Disney uses its patented moves to go after the family audience with its latest animated offering "Meet the Robinsons." With most digital toons these days being of the PG variety, "Robinsons" carries a G rating which it hopes will help convince parents to buy tickets for even the youngest of their children. The story follows an orphan boy who befriends a kind family and features the voices of Angela Bassett, Tom Selleck, and Adam West. In the cartoon world, films sell best when they are comedies and feature popular comedians in central roles. "Robinsons" at least has the first factor working for it.
The marketing has been strong and trailers have been funny. But unlike the studio’s last film for kids, "Bridge to Terabithia," this time competition will be a force. "TMNT" and "The Last Mimzy" will only be in their second weekends and are set to steal away about $20M worth of business from the same target audience. Luckily, the weekend’s two other new films will attract different segments of the moviegoing crowd. "Meet the Robinsons" does not have the firepower to reach the heights of Pixar pics. Rather, it may bring out the same size audience as last fall’s "Open Season" which bowed to $23.2M from an ultrawide 3,833 locations. "Meet the Robinsons" bows in roughly 3,200 sites but could exploit its studio’s brand name to deliver a similar gross of about $23M.

● Data shown:
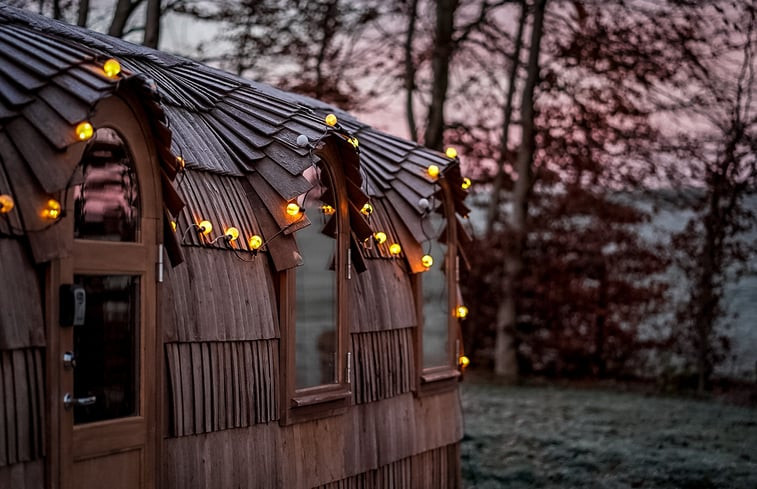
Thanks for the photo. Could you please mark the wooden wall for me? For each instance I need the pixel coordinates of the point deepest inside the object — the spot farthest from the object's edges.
(22, 374)
(221, 351)
(366, 438)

● What you are asked to do:
Update the box-office preview from "Disney uses its" through "working for it.", inclusive, and write out that portion with "orphan" replaced by "foundling".

● Result:
Disney uses its patented moves to go after the family audience with its latest animated offering "Meet the Robinsons." With most digital toons these days being of the PG variety, "Robinsons" carries a G rating which it hopes will help convince parents to buy tickets for even the youngest of their children. The story follows an foundling boy who befriends a kind family and features the voices of Angela Bassett, Tom Selleck, and Adam West. In the cartoon world, films sell best when they are comedies and feature popular comedians in central roles. "Robinsons" at least has the first factor working for it.